SET TASK: Starting at the line that contains "Objective — one dot per instance of the historical" and stopping after the line that contains "(1069, 385)", convert the rows below into a JSON list of strings, one string per line, with blank lines omitted. Leave the pictures out of the list.

-- START INFORMATION SUPPLIED --

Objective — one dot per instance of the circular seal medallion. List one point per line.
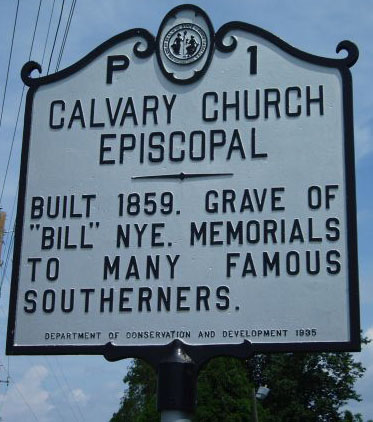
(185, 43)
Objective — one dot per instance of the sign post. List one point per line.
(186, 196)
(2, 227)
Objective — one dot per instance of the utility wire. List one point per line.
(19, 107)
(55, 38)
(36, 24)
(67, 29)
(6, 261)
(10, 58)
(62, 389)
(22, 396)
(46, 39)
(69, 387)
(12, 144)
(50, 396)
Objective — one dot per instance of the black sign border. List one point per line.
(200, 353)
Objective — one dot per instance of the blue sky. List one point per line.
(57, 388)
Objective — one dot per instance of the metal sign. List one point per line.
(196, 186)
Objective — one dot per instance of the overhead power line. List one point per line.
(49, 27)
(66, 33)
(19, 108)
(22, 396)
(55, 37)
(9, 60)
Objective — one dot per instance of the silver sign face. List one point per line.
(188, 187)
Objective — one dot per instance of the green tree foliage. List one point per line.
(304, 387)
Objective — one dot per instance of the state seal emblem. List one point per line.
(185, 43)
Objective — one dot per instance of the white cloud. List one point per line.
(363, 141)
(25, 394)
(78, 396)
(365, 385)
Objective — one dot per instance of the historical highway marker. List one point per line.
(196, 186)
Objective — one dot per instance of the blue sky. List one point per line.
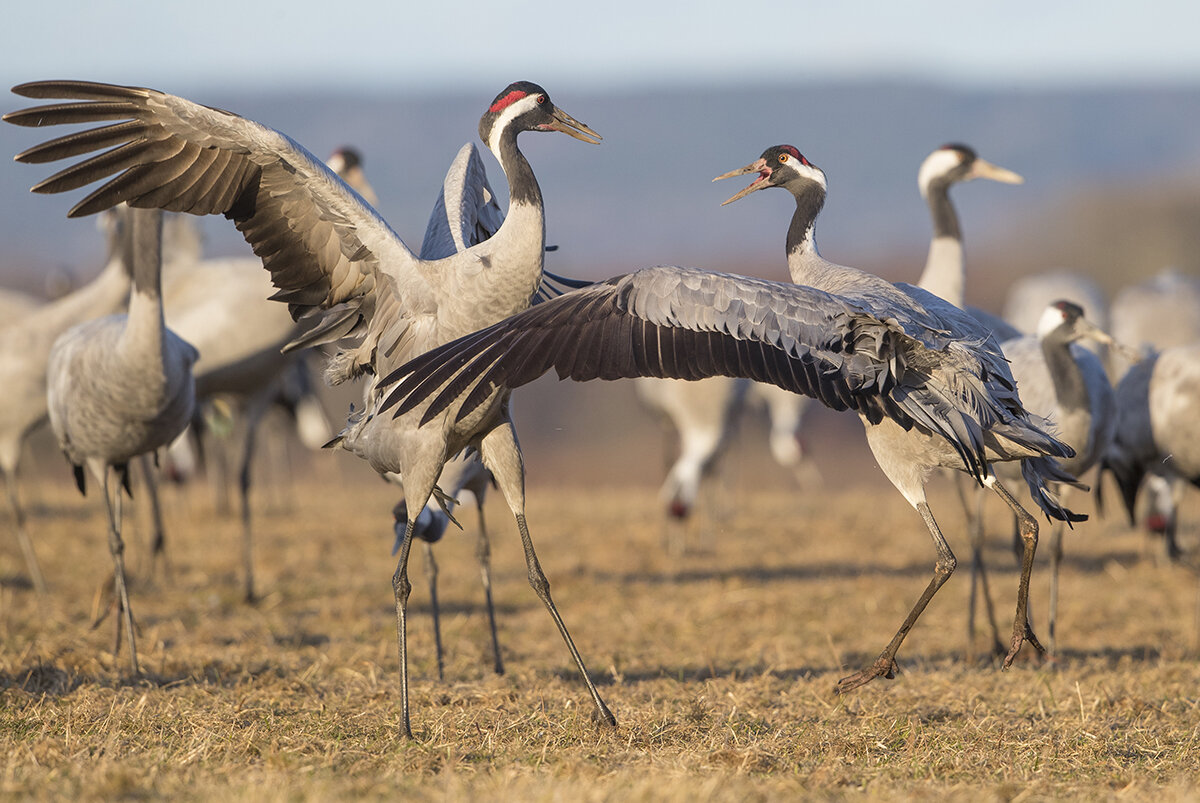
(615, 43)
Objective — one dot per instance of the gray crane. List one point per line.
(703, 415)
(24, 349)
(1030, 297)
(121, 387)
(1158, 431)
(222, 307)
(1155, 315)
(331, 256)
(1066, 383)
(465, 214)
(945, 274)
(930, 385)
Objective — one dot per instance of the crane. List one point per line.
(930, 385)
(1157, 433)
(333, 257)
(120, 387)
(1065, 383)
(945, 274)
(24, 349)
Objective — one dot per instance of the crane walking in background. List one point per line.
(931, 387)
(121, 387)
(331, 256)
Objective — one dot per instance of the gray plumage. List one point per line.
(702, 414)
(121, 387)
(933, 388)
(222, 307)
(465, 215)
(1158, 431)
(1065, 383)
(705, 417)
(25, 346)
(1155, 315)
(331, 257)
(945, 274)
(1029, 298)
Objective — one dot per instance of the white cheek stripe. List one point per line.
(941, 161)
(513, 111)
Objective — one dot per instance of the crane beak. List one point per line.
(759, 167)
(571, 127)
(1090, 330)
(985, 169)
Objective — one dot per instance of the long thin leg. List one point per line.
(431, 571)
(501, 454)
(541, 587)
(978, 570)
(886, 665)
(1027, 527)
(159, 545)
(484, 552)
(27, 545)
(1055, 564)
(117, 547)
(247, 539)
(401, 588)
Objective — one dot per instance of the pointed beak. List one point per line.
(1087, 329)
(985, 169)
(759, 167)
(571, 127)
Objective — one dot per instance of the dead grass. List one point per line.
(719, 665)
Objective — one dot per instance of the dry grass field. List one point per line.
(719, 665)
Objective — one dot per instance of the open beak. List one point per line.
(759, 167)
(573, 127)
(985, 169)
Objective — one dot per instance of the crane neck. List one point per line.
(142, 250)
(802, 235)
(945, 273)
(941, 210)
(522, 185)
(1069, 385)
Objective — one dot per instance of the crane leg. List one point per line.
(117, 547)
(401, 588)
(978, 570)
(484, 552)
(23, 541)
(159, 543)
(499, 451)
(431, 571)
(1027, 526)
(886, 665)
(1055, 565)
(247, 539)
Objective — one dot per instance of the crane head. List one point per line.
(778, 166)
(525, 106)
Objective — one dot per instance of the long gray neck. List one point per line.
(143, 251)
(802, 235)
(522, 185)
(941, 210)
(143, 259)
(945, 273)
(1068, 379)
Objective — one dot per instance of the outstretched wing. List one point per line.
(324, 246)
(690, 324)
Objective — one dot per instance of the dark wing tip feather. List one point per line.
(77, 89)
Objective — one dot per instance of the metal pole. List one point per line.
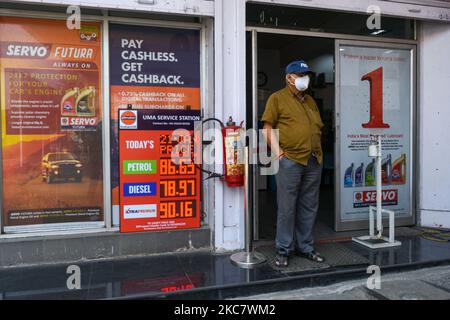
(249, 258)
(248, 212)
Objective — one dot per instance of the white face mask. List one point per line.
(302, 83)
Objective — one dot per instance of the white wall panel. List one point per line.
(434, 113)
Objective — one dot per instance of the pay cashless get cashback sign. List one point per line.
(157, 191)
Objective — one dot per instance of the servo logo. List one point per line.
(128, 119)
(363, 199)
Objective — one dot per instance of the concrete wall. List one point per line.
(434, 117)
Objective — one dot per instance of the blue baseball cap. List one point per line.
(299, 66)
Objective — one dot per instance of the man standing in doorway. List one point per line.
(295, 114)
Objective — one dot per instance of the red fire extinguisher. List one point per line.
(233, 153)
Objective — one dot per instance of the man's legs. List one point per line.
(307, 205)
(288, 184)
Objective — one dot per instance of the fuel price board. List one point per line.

-- END INFORMATION SUPPLIED --
-- START INFORMATION SUPPLIED --

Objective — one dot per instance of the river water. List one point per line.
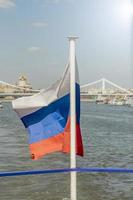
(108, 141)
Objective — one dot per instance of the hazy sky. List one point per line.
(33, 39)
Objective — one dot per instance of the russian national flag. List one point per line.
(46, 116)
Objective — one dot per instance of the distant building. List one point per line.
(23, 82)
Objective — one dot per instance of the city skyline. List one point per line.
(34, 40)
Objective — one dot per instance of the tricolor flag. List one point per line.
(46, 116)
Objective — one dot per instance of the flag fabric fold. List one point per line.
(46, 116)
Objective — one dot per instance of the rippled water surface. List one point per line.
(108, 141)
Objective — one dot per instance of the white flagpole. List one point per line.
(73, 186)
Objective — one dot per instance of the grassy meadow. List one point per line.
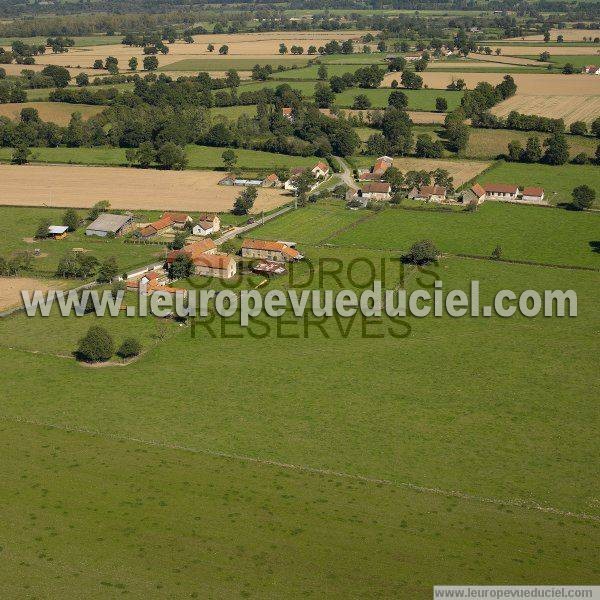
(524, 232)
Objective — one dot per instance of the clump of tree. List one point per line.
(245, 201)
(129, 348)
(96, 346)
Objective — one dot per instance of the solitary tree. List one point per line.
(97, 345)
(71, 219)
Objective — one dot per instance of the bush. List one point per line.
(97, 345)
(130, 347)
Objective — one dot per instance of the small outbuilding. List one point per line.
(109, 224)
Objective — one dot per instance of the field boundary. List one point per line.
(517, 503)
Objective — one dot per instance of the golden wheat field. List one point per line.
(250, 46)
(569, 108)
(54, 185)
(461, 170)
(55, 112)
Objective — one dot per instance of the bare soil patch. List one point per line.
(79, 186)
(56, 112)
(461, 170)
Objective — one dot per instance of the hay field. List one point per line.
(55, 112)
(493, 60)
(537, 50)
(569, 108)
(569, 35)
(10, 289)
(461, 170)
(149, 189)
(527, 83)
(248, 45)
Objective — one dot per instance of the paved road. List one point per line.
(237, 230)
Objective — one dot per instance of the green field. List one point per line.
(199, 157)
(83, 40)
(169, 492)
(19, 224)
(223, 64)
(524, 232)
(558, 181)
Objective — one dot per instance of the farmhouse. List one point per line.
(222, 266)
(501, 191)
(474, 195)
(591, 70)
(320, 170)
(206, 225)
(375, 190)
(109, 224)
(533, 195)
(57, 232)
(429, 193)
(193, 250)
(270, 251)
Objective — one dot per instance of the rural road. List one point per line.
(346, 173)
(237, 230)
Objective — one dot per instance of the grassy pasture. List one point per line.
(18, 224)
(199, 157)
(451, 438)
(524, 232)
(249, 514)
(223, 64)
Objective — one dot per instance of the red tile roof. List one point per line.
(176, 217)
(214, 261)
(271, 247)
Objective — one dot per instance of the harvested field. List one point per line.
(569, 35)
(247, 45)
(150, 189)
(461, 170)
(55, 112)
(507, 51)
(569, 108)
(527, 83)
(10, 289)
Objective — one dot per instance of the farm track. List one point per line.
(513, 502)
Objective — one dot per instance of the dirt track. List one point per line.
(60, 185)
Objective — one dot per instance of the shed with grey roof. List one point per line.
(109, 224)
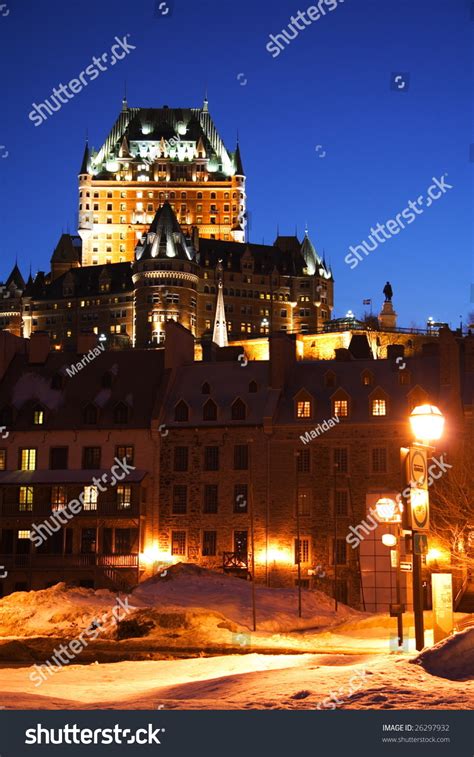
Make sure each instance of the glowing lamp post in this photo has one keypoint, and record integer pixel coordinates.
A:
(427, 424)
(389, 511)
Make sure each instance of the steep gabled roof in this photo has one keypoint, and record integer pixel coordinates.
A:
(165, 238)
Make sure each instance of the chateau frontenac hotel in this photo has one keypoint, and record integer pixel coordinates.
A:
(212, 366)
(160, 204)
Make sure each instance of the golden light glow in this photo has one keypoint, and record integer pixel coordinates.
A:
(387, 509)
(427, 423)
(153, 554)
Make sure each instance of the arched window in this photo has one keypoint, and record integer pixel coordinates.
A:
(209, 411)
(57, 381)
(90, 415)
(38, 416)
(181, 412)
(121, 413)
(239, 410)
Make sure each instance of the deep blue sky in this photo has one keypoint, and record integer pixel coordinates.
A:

-- END INFORMATION SUPPLIED --
-- START INFORMATION SUPPLIED --

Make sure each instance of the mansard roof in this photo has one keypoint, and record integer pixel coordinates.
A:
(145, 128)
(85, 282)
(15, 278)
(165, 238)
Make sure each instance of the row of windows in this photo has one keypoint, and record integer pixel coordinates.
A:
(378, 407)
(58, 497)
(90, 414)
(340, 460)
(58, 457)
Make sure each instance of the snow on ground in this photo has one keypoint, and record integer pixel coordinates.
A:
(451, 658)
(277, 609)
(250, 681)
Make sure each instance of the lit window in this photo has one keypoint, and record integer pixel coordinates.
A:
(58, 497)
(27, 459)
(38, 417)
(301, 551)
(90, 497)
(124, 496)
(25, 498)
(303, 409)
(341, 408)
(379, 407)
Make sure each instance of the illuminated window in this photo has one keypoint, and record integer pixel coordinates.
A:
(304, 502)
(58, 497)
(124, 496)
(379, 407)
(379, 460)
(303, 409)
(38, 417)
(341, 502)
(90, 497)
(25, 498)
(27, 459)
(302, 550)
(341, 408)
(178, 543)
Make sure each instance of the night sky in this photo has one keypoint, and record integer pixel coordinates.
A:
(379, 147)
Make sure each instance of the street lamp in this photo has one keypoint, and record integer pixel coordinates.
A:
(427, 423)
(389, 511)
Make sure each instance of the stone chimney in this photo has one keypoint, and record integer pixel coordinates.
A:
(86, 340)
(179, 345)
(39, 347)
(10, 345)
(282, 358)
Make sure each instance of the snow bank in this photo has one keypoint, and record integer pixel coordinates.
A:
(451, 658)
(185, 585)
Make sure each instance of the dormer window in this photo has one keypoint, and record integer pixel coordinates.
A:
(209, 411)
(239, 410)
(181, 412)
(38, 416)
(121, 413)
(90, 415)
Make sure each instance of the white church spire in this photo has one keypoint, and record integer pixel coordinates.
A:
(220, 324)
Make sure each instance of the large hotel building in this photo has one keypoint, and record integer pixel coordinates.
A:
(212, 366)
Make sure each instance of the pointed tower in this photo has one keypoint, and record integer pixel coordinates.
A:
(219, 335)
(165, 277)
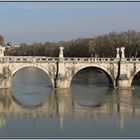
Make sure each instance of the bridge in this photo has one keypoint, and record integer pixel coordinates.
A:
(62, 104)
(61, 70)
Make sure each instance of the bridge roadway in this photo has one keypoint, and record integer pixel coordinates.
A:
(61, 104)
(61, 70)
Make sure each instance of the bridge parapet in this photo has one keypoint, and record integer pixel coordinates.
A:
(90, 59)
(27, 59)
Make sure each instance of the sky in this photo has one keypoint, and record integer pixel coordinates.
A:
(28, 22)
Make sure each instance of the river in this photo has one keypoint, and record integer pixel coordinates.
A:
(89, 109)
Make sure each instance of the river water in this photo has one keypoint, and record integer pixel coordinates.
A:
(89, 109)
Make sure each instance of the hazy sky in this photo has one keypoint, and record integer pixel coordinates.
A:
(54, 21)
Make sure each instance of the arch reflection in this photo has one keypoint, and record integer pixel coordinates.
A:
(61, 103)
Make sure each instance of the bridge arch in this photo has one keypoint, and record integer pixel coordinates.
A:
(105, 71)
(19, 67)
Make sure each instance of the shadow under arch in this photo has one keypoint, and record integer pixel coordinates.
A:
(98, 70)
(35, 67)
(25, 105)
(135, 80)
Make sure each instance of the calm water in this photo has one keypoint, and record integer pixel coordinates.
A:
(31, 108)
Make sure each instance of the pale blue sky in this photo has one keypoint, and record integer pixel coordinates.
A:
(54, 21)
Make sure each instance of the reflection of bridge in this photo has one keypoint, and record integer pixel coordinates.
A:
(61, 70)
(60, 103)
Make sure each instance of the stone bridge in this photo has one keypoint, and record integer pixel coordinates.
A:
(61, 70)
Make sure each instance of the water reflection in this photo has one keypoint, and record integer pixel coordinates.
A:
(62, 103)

-- END INFORMATION SUPPLIED --

WRITTEN REPLY:
[
  "Objective — one dot per instance of the historical highway marker. List one point per line.",
  "(196, 186)",
  "Objective — one dot per instance of the blue sky. List one point per line.",
  "(615, 43)",
  "Objective — one dot per instance of the gray crane. List one point per line.",
  "(703, 415)",
  "(24, 349)",
  "(1030, 297)",
  "(121, 387)",
  "(1158, 431)",
  "(222, 307)",
  "(1155, 315)",
  "(331, 256)",
  "(1066, 383)",
  "(465, 214)",
  "(945, 274)",
  "(930, 385)",
  "Objective — one dot per instance of the crane. List one point per line.",
  "(930, 385)",
  "(1157, 433)",
  "(333, 257)",
  "(120, 387)",
  "(1065, 383)",
  "(945, 274)",
  "(24, 349)",
  "Objective — one dot per instance of the crane walking in background. List one point per line.",
  "(931, 387)",
  "(121, 387)",
  "(331, 256)",
  "Objective — one dot per instance of the gray plumage. List one point per line.",
  "(702, 414)",
  "(121, 387)",
  "(933, 388)",
  "(222, 307)",
  "(465, 215)",
  "(1158, 431)",
  "(1065, 383)",
  "(705, 417)",
  "(25, 346)",
  "(1155, 315)",
  "(331, 257)",
  "(945, 274)",
  "(1029, 298)",
  "Objective — one dot per instance of the white cheek stripe. List one point per line.",
  "(941, 161)",
  "(513, 111)",
  "Objective — one dot per instance of the crane beak. List one point per line.",
  "(759, 167)",
  "(571, 127)",
  "(1090, 330)",
  "(985, 169)",
  "Objective — one dot per instance of the long thin leg. List one point per line.",
  "(431, 571)",
  "(501, 454)",
  "(541, 587)",
  "(978, 570)",
  "(886, 665)",
  "(1027, 527)",
  "(159, 545)",
  "(484, 552)",
  "(27, 545)",
  "(1055, 564)",
  "(117, 547)",
  "(247, 539)",
  "(401, 588)",
  "Objective — one dot per instance of the pointed beak. List one point per line.",
  "(1087, 329)",
  "(985, 169)",
  "(759, 167)",
  "(571, 127)",
  "Objective — one dot per instance of the dead grass. List one point per line.",
  "(719, 665)",
  "Objective — one dot per instance of the dry grass field. List one point per line.",
  "(719, 665)",
  "Objective — one dot per instance of the open beak. List one point per line.",
  "(759, 167)",
  "(573, 127)",
  "(985, 169)",
  "Objective — one dot per instance of the crane neck. List one point per line.",
  "(142, 250)",
  "(802, 235)",
  "(945, 273)",
  "(941, 210)",
  "(522, 185)",
  "(1069, 385)"
]